### Short exercise:
Report the number of lines below that contain the word "herb". Give only the number.

### Exercise data:
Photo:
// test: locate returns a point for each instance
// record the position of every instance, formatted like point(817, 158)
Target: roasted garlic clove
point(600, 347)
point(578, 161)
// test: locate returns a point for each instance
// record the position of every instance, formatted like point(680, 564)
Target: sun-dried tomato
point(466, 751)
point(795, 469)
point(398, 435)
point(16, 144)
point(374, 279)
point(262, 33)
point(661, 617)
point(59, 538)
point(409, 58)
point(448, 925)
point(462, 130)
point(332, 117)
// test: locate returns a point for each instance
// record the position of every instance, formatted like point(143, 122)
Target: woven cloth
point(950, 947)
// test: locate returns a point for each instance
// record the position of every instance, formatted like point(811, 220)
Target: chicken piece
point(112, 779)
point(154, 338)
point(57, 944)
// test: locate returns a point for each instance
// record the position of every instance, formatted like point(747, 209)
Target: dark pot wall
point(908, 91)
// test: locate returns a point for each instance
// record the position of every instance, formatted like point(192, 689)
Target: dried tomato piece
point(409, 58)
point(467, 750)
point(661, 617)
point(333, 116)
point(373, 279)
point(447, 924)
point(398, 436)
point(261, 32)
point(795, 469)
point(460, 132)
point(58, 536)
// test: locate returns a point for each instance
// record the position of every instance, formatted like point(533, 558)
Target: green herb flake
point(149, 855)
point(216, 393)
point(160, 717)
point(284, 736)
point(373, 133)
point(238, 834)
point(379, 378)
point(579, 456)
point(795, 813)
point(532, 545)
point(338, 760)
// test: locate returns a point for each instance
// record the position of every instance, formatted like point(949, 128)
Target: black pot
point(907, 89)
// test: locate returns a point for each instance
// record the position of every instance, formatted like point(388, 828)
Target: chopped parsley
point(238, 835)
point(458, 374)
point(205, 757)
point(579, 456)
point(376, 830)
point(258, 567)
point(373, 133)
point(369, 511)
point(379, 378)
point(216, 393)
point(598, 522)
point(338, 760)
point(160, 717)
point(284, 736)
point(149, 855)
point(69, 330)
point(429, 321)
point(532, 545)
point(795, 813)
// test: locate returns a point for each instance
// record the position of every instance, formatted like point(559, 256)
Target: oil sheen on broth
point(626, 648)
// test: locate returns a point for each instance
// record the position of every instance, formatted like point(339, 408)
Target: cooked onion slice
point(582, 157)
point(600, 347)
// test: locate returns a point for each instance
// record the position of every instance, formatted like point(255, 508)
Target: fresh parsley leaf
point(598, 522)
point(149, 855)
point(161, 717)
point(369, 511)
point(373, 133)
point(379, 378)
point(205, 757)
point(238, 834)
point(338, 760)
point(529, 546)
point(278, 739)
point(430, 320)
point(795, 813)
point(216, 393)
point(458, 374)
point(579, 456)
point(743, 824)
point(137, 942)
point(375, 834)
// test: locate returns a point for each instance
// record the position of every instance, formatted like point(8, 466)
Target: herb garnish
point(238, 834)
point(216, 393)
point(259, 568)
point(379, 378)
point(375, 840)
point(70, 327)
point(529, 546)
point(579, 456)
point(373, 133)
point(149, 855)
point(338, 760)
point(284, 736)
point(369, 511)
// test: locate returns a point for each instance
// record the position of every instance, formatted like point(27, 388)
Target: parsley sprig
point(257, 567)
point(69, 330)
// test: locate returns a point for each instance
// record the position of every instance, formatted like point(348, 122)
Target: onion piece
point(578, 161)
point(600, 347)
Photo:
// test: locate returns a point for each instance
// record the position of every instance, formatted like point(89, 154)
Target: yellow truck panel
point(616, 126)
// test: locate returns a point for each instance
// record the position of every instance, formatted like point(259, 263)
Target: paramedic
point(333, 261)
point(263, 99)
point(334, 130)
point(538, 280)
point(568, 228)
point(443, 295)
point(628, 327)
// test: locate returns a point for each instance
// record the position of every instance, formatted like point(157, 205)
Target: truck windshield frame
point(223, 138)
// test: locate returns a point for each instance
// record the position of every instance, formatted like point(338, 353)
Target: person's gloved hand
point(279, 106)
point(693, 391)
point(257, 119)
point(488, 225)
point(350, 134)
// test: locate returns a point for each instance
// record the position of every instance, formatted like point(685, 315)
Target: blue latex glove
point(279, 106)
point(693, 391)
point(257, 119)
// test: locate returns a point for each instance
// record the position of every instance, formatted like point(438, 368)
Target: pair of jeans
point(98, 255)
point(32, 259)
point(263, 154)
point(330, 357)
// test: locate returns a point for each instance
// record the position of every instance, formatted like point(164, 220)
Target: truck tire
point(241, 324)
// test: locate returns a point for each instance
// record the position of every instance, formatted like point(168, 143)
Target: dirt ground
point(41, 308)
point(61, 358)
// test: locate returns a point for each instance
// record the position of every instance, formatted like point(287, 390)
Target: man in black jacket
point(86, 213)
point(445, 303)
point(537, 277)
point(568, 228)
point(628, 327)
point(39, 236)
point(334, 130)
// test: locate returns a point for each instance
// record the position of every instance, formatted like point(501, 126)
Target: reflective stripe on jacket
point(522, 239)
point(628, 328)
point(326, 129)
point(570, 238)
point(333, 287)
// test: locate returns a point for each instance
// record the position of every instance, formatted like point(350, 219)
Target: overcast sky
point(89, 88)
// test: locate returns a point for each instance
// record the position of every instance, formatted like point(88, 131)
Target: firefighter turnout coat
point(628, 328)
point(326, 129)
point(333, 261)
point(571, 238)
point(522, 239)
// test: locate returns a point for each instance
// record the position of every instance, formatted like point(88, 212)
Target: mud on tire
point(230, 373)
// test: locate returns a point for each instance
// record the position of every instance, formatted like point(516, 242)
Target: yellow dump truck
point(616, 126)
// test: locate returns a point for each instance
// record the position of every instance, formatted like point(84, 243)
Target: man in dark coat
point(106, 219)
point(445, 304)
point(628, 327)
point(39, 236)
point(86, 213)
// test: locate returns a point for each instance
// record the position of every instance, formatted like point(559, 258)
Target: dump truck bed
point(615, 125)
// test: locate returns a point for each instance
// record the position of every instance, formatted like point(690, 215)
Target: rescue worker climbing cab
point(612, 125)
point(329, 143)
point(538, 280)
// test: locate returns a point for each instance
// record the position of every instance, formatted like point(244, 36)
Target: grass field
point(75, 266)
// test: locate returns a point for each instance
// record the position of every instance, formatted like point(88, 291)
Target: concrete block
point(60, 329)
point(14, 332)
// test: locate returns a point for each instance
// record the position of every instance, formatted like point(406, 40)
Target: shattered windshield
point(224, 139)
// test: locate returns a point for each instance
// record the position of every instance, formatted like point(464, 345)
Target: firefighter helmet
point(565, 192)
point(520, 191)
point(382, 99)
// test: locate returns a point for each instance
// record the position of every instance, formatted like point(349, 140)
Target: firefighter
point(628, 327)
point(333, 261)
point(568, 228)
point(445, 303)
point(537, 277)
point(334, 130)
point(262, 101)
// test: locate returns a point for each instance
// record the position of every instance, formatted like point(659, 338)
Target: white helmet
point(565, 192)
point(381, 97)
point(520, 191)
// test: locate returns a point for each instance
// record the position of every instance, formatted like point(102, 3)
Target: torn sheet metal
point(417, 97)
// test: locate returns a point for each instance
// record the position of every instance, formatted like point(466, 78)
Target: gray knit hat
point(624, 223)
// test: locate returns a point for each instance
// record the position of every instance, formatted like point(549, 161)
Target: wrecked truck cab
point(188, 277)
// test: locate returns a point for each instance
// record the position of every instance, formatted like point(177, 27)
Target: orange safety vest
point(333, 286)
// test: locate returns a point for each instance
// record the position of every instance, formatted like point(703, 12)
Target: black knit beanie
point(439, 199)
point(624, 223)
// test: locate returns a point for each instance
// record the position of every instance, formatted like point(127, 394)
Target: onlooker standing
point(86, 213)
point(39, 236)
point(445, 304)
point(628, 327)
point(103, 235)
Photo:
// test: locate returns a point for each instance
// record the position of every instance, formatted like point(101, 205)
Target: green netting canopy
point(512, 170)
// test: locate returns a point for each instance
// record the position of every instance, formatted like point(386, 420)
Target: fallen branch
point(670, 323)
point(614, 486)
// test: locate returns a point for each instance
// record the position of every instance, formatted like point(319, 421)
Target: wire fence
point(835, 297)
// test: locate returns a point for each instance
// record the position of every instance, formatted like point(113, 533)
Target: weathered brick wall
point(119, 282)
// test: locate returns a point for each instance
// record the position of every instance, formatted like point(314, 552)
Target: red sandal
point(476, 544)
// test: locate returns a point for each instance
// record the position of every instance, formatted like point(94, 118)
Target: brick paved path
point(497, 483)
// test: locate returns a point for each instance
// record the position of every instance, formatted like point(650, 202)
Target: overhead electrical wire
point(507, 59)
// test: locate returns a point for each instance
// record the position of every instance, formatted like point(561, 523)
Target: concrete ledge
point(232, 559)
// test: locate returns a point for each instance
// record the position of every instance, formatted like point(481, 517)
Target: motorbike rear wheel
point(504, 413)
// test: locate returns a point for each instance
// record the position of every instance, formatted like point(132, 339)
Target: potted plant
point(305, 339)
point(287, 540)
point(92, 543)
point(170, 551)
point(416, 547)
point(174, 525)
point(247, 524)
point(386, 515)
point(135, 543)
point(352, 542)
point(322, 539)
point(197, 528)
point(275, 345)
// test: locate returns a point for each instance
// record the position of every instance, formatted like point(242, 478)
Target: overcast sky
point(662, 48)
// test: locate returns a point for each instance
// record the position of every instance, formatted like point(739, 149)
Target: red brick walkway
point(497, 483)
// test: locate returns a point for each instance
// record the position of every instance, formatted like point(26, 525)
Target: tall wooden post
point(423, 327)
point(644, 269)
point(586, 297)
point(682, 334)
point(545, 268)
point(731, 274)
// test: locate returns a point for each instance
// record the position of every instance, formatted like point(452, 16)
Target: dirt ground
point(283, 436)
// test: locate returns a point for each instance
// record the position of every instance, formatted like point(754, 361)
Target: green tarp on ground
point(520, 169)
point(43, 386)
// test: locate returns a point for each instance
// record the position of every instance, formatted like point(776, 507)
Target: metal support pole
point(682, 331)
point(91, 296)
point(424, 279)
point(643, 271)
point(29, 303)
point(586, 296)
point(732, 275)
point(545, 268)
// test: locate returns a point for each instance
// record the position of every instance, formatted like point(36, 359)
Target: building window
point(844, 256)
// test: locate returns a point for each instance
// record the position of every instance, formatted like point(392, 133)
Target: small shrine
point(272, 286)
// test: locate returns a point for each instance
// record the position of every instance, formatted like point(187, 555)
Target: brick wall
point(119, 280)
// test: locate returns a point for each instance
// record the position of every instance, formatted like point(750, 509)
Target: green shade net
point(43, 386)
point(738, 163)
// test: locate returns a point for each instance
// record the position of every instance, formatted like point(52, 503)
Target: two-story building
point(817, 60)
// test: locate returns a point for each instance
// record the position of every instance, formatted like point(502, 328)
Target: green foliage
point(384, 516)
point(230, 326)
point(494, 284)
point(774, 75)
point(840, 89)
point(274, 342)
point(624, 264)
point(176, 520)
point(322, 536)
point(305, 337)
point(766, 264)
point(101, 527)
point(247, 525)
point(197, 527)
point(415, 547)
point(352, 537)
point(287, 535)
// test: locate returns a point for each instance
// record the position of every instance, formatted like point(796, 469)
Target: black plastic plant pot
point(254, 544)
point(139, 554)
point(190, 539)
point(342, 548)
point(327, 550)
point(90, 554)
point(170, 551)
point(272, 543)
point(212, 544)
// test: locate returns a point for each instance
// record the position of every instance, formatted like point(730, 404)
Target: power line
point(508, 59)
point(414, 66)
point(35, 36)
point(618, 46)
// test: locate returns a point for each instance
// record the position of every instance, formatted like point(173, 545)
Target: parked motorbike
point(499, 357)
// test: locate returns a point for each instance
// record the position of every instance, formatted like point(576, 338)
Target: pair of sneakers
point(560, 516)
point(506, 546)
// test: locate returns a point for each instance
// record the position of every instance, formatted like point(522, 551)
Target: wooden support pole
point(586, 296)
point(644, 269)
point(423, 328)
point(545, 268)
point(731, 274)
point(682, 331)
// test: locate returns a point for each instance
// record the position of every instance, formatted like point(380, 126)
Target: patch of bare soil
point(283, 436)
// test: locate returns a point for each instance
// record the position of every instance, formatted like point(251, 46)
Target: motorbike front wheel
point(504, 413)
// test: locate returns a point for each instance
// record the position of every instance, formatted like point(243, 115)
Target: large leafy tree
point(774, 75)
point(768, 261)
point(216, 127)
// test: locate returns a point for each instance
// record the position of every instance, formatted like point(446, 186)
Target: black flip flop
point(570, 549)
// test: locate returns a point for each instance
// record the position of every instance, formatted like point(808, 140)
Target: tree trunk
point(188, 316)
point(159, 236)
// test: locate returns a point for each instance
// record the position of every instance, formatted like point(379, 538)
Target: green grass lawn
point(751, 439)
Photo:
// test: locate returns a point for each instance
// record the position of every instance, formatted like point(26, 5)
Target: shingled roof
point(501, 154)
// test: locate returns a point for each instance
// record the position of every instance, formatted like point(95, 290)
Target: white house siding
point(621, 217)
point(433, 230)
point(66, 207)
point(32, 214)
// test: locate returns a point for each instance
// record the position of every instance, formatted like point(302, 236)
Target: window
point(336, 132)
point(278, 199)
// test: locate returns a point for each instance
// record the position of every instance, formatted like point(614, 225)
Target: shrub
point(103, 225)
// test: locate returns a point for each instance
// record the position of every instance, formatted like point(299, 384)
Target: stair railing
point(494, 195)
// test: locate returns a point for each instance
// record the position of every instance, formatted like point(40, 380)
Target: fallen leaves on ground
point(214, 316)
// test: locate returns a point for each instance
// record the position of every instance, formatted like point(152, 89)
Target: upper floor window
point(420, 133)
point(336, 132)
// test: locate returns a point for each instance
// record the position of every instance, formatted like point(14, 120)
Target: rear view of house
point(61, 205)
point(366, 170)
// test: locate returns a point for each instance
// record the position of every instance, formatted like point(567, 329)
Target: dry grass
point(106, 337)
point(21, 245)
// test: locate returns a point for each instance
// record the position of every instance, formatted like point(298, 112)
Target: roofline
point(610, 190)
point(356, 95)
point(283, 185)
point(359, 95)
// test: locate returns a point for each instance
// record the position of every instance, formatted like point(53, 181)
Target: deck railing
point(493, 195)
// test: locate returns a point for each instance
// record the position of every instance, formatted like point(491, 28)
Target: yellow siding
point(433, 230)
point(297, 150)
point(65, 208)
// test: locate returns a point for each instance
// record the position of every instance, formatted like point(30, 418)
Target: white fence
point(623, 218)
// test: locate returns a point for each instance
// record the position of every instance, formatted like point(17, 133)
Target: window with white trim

### Exercise response:
2